Exercise brief:
Each entry should be restated word for word, with all pictures left out.

[Stored data entries]
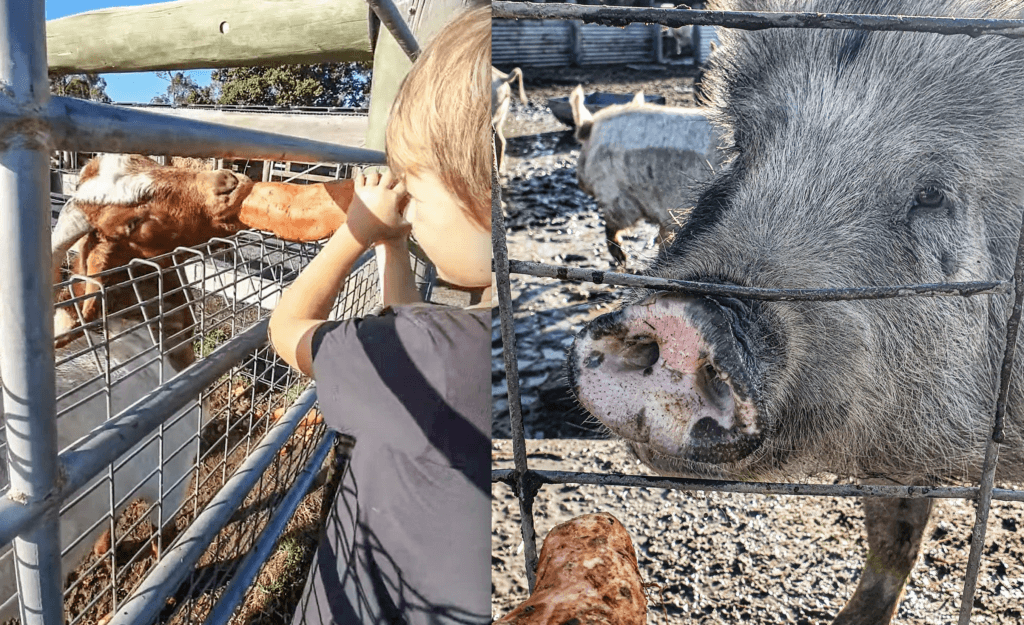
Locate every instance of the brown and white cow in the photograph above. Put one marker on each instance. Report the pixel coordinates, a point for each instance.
(128, 207)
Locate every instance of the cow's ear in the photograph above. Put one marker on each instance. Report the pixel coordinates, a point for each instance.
(581, 116)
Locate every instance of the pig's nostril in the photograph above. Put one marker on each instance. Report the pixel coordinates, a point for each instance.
(642, 355)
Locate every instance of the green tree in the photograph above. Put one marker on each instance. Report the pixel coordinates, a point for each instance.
(345, 84)
(82, 86)
(181, 89)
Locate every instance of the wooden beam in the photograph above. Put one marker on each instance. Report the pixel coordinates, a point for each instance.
(425, 17)
(206, 34)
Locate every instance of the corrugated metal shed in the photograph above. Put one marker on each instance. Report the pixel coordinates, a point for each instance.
(556, 42)
(531, 42)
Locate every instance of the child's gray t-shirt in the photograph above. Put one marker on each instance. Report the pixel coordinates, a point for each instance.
(409, 540)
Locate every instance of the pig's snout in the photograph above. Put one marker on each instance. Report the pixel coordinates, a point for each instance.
(668, 375)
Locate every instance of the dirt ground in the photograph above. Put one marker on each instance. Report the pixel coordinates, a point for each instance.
(714, 557)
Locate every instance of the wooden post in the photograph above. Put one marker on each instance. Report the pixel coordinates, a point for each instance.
(219, 34)
(425, 17)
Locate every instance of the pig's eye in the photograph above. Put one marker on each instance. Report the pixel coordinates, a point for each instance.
(931, 201)
(930, 198)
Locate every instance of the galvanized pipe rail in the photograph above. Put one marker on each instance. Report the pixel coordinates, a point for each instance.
(27, 350)
(390, 16)
(526, 483)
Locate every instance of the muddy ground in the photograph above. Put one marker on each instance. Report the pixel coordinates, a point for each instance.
(714, 557)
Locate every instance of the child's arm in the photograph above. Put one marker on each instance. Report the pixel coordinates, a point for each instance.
(373, 216)
(399, 281)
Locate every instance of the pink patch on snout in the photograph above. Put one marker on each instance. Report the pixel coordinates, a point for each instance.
(674, 400)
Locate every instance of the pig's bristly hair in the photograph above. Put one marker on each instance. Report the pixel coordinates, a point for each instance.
(828, 134)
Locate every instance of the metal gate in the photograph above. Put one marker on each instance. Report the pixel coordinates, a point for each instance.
(526, 483)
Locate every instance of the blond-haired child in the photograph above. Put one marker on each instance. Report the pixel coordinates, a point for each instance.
(409, 541)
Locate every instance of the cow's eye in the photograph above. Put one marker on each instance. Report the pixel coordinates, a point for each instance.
(930, 197)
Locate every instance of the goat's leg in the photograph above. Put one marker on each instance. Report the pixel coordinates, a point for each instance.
(895, 529)
(614, 243)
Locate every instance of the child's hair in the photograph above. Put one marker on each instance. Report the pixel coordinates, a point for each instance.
(440, 120)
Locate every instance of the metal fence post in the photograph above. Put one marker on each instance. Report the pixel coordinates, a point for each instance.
(26, 304)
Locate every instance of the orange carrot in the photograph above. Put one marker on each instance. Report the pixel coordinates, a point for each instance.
(297, 212)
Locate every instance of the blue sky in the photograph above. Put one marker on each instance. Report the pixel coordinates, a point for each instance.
(135, 87)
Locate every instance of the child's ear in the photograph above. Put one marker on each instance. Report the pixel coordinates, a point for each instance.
(581, 116)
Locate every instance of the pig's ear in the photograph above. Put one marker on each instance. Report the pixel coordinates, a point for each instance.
(581, 116)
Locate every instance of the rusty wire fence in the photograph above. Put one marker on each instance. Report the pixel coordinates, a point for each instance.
(526, 483)
(255, 417)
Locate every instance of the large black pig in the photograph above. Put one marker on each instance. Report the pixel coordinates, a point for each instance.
(856, 159)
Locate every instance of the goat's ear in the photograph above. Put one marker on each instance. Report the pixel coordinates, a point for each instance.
(581, 116)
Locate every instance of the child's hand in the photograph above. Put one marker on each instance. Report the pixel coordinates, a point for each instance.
(376, 211)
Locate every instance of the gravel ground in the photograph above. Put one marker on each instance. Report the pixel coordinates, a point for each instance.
(715, 557)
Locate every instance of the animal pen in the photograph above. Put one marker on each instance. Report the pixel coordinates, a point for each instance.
(242, 413)
(526, 483)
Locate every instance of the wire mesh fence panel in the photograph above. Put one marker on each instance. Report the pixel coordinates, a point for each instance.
(143, 325)
(526, 483)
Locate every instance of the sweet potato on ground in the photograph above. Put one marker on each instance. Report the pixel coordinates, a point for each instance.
(587, 575)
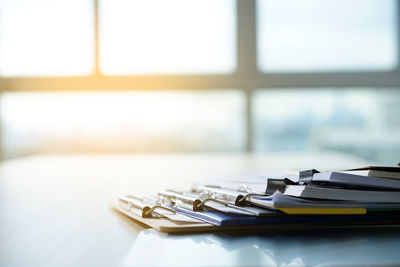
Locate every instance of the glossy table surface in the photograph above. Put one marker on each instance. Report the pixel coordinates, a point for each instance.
(57, 210)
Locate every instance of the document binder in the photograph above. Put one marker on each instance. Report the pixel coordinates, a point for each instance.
(311, 199)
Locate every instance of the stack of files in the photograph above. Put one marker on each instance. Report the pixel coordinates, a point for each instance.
(310, 199)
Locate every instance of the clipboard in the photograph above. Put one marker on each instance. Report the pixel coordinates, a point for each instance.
(168, 226)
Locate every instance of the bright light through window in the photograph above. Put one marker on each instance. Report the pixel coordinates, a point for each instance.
(46, 37)
(167, 37)
(140, 121)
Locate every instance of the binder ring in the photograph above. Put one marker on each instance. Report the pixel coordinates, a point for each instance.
(198, 205)
(147, 212)
(241, 200)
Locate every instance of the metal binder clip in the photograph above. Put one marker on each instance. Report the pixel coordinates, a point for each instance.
(176, 197)
(147, 211)
(306, 176)
(242, 201)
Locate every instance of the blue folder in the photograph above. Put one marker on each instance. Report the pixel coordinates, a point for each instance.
(224, 219)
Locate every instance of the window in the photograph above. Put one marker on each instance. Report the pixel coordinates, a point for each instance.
(363, 122)
(325, 35)
(40, 38)
(167, 37)
(121, 121)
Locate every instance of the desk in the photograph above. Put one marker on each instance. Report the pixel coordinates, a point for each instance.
(57, 210)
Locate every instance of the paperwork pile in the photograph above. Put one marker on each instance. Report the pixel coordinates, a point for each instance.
(309, 199)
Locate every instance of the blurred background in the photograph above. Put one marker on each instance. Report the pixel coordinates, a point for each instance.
(157, 76)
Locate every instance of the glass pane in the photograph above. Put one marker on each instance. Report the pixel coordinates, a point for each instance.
(167, 37)
(140, 121)
(360, 122)
(326, 35)
(46, 37)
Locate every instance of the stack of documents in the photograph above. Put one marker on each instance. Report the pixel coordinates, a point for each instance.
(363, 196)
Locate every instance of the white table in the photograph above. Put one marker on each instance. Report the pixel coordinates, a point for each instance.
(57, 210)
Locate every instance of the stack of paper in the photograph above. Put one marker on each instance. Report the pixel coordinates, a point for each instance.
(350, 197)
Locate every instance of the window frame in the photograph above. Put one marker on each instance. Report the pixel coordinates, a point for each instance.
(247, 76)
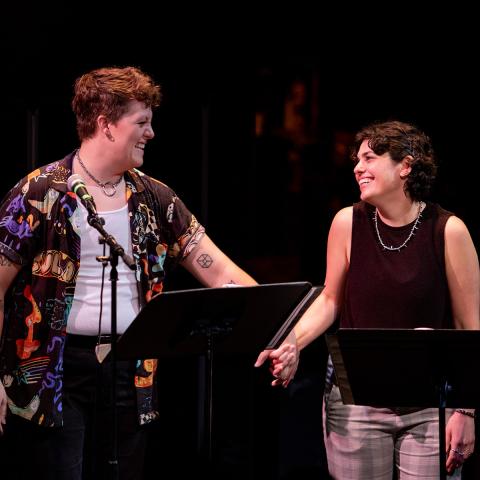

Exercise output:
Locate every instance of the brown and white cow in the photograph above. Put one marker on each instance. Report the pixel coordinates, a point for each instance.
(128, 207)
Locate every instance of the cow's ear in the photograph above. Put one marker on each instance. Report the pixel coordinates, a point for each instance.
(581, 116)
Locate every instance of the pig's nostril in the photograph above. Put one marker on each instance. Report the pixel coordinates, a point for each instance.
(642, 355)
Locate every instance of the green tree in the photograph above. Put one marker on each instance. Report the pixel coordinates, a point for each instance.
(345, 84)
(82, 86)
(181, 89)
Locate every instance of the wooden beam in the photograph above. Put one marker on each instance. Report the pixel coordinates, a point for each instance.
(425, 17)
(206, 34)
Locate every instance of the corrugated metal shed in the photograph above. Put one marker on each instance. Report the pixel coordinates, a point for each instance.
(556, 42)
(531, 42)
Locate every instance of the child's gray t-shirt in the photograph above. Put one marker on each instance. Report the pixel coordinates, a point for each instance.
(409, 540)
Locate every instance of the pig's snout in the photograph above. Put one marker on each instance. Report the pixel coordinates, a point for each instance.
(668, 375)
Locate every instance of the dirt ground in the photograph above. Put one marker on each instance. Report the pixel coordinates, a point for each instance.
(714, 557)
Locate every instance of the wooden post in the photograph above. Put one marker on each instance. Report the pixel coordinates, a point for each instance.
(219, 34)
(425, 17)
Locate every instance of the pig's eye in the photograph above. Put one marker on each instance. Report the pixel coordinates, a point for each instance.
(931, 201)
(930, 198)
Locate every instance of the galvanized pipe rail in the photograph above. Put one marker on each instance. Report the pixel coordinates, a point for each instance.
(27, 350)
(390, 16)
(526, 483)
Locate every instance of the muddy ground in the photograph above. Put one marker on each instance. Report the pixel coordinates, a point for each instance.
(714, 557)
Locate every instance of the child's arm in the photograph above. Put one marker on each instance. Report the pixel coordinates, a point for each instance.
(373, 216)
(399, 281)
Locate every instance of the pink patch on snout in the photograph above. Put one marker on each instance. Report the pixel coordinates, a point for each instance.
(674, 400)
Locate every instance of the pig's bristly hair in the photograph above. Put one marker on each instance. Report the pixel coordinates, a point for each instance.
(828, 134)
Locate every instance of the metal gate in the photograph above. Put one marker on each instance. Report the pixel coordinates, a point for each instance.
(526, 483)
Locate every instance of the blond-haired child in the photograph above. Put one marker on each instance. Report the pixel coordinates, a point for each instance.
(409, 541)
Locate every instance of the cow's eye in the photograph above. Put one marker on each instance. Report the pixel coordinates, a point for each instance.
(930, 197)
Locate every instance of the goat's leg in the photograph above. Put one marker on each instance. Report the pixel coordinates, a point for each instance.
(895, 529)
(614, 243)
Locate every instance of the child's hair in the photograph above. Put one marker on each instance. Report the pixel coordinates, a point for each instance.
(440, 120)
Locate every instance of the metal fence post in the photograph above. Put one marker on each instance. Report the pixel coordinates, a point for each instance.
(26, 304)
Locate every instance of the orange carrot in the photograph above. Put one marker on each instance. Report the pixel coordinates, a point for each instance.
(297, 212)
Locate every instance of the blue sky in the photograph above. Put one marker on each instance. Report the pixel coordinates, a point for each instance.
(135, 87)
Locate every instance of the child's ear in the photograph above. Put one marker on each instance. Report the pixel coordinates, a point for each instance.
(581, 116)
Locate every instance of the pig's ear in the photograph above. Put one marker on each instance. Report the pixel coordinates, a point for each instance.
(581, 116)
Locate every instance of the rusty wire fence in the photograph above. Put one marker on each instance. Report the pixel coordinates, a point for each instance.
(526, 483)
(255, 417)
Locate every instance of the large black pig in the photograph above. Put one marker on each instance. Report the pixel coordinates, a point for each instance.
(856, 159)
Locate every instance of the goat's ear in the photograph above. Put one marker on each instance. Report the pixel coordinates, a point for each instance.
(581, 116)
Locate every instance of the child's hand in the photograph above. Put one marker on each instance. Report the pixel coordinates, a point for each instance.
(376, 211)
Locate every instance of the gravel ground in the photograph above. Put one marker on each instance. Report the pixel coordinates, a point for each instance.
(715, 557)
Locate every instance of the animal pen in the photograph above. Put one marker on each instance. Report the pixel coordinates, a point for each instance.
(242, 413)
(526, 483)
Locate every instance of the wire mesh fence panel in the photograph above. Put one marker on each instance. Report the pixel coordinates, a point for each instance.
(143, 325)
(526, 483)
Locate every instance of the sweet potato on ground in the photograph above. Put one marker on each instance. Report the pixel coordinates, a point for each instance.
(587, 575)
Locate every instance of the glossy table surface in the photograph above. Put one marker on each instance. Report the pixel coordinates, a point for each instance.
(57, 210)
Locate every instance of the document binder in the photograph above. Put one marker on each instance. Report the pixel coordinates, a point for each instance.
(311, 199)
Locate every instance of the stack of files in the photograph above. Put one marker on each instance. Report the pixel coordinates, a point for each instance.
(310, 199)
Locate every instance of the clipboard in the photograph above. Put one marker on each instance. Report the pixel coordinates, a point for each instance.
(168, 226)
Locate every instance of the bright light through window in the photograph above. Put one marker on each instance. Report the pixel coordinates, a point for each instance.
(46, 37)
(167, 37)
(140, 121)
Locate every instance of the binder ring in the photograph above. Put one marker on each instance. Report the pixel coordinates, a point for each instance.
(198, 205)
(147, 212)
(241, 200)
Locate every instance of the metal binder clip in the photograph above. Put one marker on each instance. Report the pixel coordinates, a point for each instance.
(176, 197)
(147, 211)
(306, 176)
(242, 201)
Locate every instance of the blue folder in the photograph above. Put one marker on each instance. Report the pixel coordinates, a point for each instance.
(224, 219)
Locate every instance of the window in the photograph above. Put one marker on each instance. Report the pixel coordinates, a point for each instance.
(363, 122)
(325, 35)
(40, 38)
(167, 37)
(121, 121)
Locate every instance of the desk in the photograph above. Put one marker on each instance. Report the pixel coordinates, a point for each instance.
(57, 210)
Locate every instance of the paperwork pile in the photograph above. Put one marker on each instance. Report the pixel coordinates, a point for each instance.
(309, 199)
Locate every instance of the blurred background in the photograph above. Put one marker on each instance. Report the pixel coordinates, a point for each instance.
(157, 76)
Locate every instance of the glass pane in the photograph above. Put one marker on each instance. Report the pixel coordinates, a point for each instance.
(167, 37)
(140, 121)
(360, 122)
(326, 35)
(46, 37)
Locate every instance of the stack of documents in the photograph above. Put one marker on each instance. Report the pixel coordinates, a point for each instance.
(363, 196)
Locate every instance of the white table in the photograph above. Put one marker on each instance. Report the pixel coordinates, a point for each instance.
(57, 210)
Locate every instance of the stack of paper in the photograph above. Put one marker on each instance. Report the pixel coordinates, a point for each instance.
(350, 197)
Locate every instance of the window frame in the photograph above. Put one marker on each instance. Report the pixel coordinates, a point for each instance.
(247, 76)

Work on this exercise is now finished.